## WORK INSTRUCTION A
Convert the records below to a JSON list of strings, one string per line, skipping blank lines. Include only the lines from the start of the records through the line containing "box: [311, 1146, 486, 1366]", with both ends included.

## TEXT PASSAGE
'''

Imagine a world where dbt Cloud was natively aware of the dbt metadata and could switch seamlessly between model building, and model documentation. Imagine a world where I didn’t have to generate the documentation every time I wanted to view it, but where dbt Cloud knew to generate documentation for me as my models changed.
I really, really want dbt Cloud to be a great experience for people, especially people who are new to the analytics engineering ecosystem. Python and git are hard enough, we should be able to abstract that pain away in a simple, intuitive IDE that can help people get started with model building right away. Instead I have to explain so many caveats and gotchas with cloud, that I might as well teach them how to use VS Code and the command line instead.
Outside of the user experience, there’s also just the raw features. We still don’t have web hooks available publicly. The Metadata API is essentially undocumented. I still don’t know how to use it, or why I would. Much like exposures, Metadata, feels likes one of those things dbt developed and then forgot about. There’s so much hope and promise here, I just wish I knew that dbt cared about it as much as I do.
Who is dbt for?
I think in the end, my issues with dbt might simply be a consequence of the fact that maybe dbt isn’t for me anymore. With large funding comes a demand for large customers, and large customers care more about the features on their roadmap than I do. Maybe it’s true that there’s not a lot of money in developing an autocomplete CLI, when Enterprise customers want customer-managed keys and audit-logging. Maybe there’s less incentive to make dbt compile faster than there is to make dbt Cloud work better for projects with thousands of models.
Maybe the real source of these issues is just a lack of clarity or transparency. If so, that’s an easier fix, but more and more it starts to feel like the former rather than the latter. Maybe this is just what happens to all good software you love. I don’t know.
I hope I’m wrong. I hope there’s actually amazing work being done behind the scenes, behind closed doors, and in a few months time I’ll be amazed at the volume of developer-focused features and quality-of-life improvements that makes writing dbt models feel as exciting as it did back in 2020. It’s been a long two years for everyone, anything is possible. Here’s hoping.

'''

## WORK INSTRUCTION B
Answer these questions about the passage on dbt Cloud:
(i) Which API does the passage describe as essentially undocumented?
(ii) What two features does the passage say Enterprise customers want?
(iii) Writing dbt models felt exciting back in which year, according to the passage?

## PROVIDED MATERIAL
'''

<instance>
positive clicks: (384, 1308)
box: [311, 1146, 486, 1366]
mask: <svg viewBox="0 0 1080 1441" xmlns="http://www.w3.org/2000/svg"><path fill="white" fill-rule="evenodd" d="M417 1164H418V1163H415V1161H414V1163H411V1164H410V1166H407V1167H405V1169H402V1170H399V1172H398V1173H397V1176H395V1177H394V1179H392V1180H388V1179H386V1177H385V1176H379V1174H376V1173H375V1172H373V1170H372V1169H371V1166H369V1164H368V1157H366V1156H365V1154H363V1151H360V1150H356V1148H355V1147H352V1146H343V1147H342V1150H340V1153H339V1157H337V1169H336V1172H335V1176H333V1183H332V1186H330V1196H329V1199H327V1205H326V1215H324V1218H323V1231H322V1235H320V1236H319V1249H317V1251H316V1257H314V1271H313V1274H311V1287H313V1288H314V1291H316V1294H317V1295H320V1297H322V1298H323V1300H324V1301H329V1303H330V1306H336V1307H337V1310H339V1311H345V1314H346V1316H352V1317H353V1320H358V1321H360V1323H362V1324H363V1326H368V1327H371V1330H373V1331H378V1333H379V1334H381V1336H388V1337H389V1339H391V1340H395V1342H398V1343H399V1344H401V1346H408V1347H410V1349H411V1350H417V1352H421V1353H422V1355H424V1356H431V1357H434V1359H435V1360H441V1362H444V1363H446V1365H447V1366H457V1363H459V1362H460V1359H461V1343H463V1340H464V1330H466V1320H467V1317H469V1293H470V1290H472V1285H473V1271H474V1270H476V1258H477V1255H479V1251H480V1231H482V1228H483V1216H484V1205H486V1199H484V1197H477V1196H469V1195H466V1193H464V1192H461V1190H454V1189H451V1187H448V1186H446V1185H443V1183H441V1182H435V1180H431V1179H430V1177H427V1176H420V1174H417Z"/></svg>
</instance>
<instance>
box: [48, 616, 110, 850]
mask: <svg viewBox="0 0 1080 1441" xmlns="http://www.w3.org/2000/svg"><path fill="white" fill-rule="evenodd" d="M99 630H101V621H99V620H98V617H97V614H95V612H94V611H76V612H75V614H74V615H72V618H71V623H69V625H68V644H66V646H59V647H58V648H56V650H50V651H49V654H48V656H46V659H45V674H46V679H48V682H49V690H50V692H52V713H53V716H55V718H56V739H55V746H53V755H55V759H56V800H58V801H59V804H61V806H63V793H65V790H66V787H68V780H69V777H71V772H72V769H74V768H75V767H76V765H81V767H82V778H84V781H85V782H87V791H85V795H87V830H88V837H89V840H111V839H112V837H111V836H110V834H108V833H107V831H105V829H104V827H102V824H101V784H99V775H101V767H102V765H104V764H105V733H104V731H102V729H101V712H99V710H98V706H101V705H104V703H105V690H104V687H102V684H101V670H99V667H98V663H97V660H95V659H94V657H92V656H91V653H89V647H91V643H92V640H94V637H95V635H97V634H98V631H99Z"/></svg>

'''

## WRITTEN SOLUTION A
[
  "<instance>",
  "positive clicks: (384, 1308)",
  "box: [311, 1146, 486, 1366]"
]

## WRITTEN SOLUTION B
(i) The Metadata API
(ii) Customer-managed keys and audit-logging
(iii) 2020